Reproduce the whole text about different kinds of milk word for word.

======== DOCUMENT SECTION ========

We’ve all seen the ad where a little old lady in a corner store rattles off a seemingly unending list of types of milk – low fat, no fat, full cream, high calcium, soy etc. It’s played for a laugh in the ad, but there really are a pretty large number of different milks, some common and well-known, some less so. For those who stick to their everyday Pauls milk and aren’t aware of some of the less common types, we’ve put together a list of different kinds of milk and explained the differences between them.
Regular or ‘whole milk’
Whole milk is defined as milk with a fat percentage of somewhere between 3.25% and 3.5%. It’s more or less the closest you can get to drinking milk the way it comes from the cow before being processed. While it will be pasteurised and (probably) homogenised, it has the same ratio of fat to milk as raw milk. Whole milk has the highest amount of calories and saturated fat of any type of milk, along with more cholesterol.

======== ENTRIES SUPPLIED ========

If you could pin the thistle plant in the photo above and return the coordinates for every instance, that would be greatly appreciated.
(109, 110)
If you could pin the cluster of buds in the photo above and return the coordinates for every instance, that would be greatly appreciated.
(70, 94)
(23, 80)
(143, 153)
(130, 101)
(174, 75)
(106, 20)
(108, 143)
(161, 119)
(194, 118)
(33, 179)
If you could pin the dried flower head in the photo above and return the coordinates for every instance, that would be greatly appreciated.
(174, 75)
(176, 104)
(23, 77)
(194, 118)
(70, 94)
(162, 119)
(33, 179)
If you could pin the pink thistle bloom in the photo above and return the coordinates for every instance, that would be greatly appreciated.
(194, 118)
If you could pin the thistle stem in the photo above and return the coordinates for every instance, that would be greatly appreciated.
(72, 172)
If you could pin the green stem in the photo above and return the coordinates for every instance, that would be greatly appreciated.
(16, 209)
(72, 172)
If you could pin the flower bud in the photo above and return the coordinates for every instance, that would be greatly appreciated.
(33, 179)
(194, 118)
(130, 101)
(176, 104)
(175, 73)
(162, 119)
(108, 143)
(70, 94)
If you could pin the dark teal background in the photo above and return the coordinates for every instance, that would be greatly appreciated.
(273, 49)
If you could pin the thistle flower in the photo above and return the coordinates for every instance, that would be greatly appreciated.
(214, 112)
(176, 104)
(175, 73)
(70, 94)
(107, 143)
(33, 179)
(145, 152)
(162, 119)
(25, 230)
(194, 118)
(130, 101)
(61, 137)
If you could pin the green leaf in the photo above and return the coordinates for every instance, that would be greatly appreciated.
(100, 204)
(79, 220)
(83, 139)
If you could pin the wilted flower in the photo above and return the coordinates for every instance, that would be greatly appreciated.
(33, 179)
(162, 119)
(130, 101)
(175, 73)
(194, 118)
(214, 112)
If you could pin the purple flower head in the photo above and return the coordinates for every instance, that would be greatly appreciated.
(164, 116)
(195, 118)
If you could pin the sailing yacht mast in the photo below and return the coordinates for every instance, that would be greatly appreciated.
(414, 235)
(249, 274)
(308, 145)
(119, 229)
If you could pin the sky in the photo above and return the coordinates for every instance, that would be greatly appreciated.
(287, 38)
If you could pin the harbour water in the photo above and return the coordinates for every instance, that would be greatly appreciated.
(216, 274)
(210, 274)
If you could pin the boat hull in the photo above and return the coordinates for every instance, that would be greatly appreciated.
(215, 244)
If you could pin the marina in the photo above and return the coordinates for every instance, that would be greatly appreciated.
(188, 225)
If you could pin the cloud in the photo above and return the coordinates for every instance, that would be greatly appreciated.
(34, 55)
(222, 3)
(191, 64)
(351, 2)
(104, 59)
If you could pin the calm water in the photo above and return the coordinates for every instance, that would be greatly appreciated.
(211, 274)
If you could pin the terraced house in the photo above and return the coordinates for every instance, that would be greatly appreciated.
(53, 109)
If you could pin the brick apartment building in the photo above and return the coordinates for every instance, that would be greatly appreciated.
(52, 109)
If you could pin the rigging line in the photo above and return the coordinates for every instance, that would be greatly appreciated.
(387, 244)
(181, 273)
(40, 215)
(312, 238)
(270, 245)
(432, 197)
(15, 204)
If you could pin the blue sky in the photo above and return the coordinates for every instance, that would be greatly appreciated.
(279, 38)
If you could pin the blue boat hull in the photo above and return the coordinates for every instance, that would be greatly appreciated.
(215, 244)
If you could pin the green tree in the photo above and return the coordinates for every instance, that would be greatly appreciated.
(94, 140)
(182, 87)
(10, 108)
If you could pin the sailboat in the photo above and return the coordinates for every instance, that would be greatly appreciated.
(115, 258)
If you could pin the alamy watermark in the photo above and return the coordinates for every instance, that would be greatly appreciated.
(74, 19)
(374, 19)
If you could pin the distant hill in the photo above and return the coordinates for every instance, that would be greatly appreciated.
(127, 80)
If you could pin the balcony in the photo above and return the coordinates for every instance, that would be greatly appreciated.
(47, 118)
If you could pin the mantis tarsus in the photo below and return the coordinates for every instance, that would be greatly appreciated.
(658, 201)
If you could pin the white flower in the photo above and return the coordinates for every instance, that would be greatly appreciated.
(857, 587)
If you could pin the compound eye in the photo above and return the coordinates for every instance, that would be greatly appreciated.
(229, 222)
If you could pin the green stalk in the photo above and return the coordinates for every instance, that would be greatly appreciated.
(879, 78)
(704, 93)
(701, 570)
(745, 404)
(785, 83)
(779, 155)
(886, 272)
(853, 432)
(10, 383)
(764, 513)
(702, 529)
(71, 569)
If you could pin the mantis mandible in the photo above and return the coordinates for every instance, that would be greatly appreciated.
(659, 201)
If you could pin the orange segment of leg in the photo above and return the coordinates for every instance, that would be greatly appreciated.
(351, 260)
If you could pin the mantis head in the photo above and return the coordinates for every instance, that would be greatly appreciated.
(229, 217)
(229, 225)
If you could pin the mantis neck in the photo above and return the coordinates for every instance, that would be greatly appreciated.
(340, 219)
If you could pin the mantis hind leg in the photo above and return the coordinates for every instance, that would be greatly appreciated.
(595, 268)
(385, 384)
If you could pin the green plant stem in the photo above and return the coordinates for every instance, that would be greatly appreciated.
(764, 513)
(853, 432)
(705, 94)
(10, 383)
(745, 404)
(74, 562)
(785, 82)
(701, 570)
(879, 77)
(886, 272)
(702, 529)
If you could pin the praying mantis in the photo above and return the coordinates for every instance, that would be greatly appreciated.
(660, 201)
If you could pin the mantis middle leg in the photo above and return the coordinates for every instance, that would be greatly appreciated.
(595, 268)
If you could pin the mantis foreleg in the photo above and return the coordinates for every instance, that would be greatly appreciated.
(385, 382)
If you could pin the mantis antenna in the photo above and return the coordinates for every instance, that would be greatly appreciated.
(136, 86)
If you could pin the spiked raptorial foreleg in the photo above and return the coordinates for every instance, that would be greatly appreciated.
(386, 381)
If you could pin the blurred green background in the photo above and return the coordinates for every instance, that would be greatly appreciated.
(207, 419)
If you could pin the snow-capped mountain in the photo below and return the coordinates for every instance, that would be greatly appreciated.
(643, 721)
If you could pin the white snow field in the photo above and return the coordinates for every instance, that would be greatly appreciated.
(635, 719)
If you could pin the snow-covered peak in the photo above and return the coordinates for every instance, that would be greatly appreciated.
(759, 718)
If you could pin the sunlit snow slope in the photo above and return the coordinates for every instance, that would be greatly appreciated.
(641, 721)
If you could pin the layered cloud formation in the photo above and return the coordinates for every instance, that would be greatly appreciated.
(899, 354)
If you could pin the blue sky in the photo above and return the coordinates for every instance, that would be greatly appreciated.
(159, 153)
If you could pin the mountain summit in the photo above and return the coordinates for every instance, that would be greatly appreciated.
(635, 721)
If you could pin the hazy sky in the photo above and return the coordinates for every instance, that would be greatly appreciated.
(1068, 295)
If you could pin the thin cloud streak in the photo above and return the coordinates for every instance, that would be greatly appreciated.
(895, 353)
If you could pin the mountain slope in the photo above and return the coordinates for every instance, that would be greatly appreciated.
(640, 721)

========

SOLUTION:
We’ve all seen the ad where a little old lady in a corner store rattles off a seemingly unending list of types of milk – low fat, no fat, full cream, high calcium, soy etc. It’s played for a laugh in the ad, but there really are a pretty large number of different milks, some common and well-known, some less so. For those who stick to their everyday Pauls milk and aren’t aware of some of the less common types, we’ve put together a list of different kinds of milk and explained the differences between them.
Regular or ‘whole milk’
Whole milk is defined as milk with a fat percentage of somewhere between 3.25% and 3.5%. It’s more or less the closest you can get to drinking milk the way it comes from the cow before being processed. While it will be pasteurised and (probably) homogenised, it has the same ratio of fat to milk as raw milk. Whole milk has the highest amount of calories and saturated fat of any type of milk, along with more cholesterol.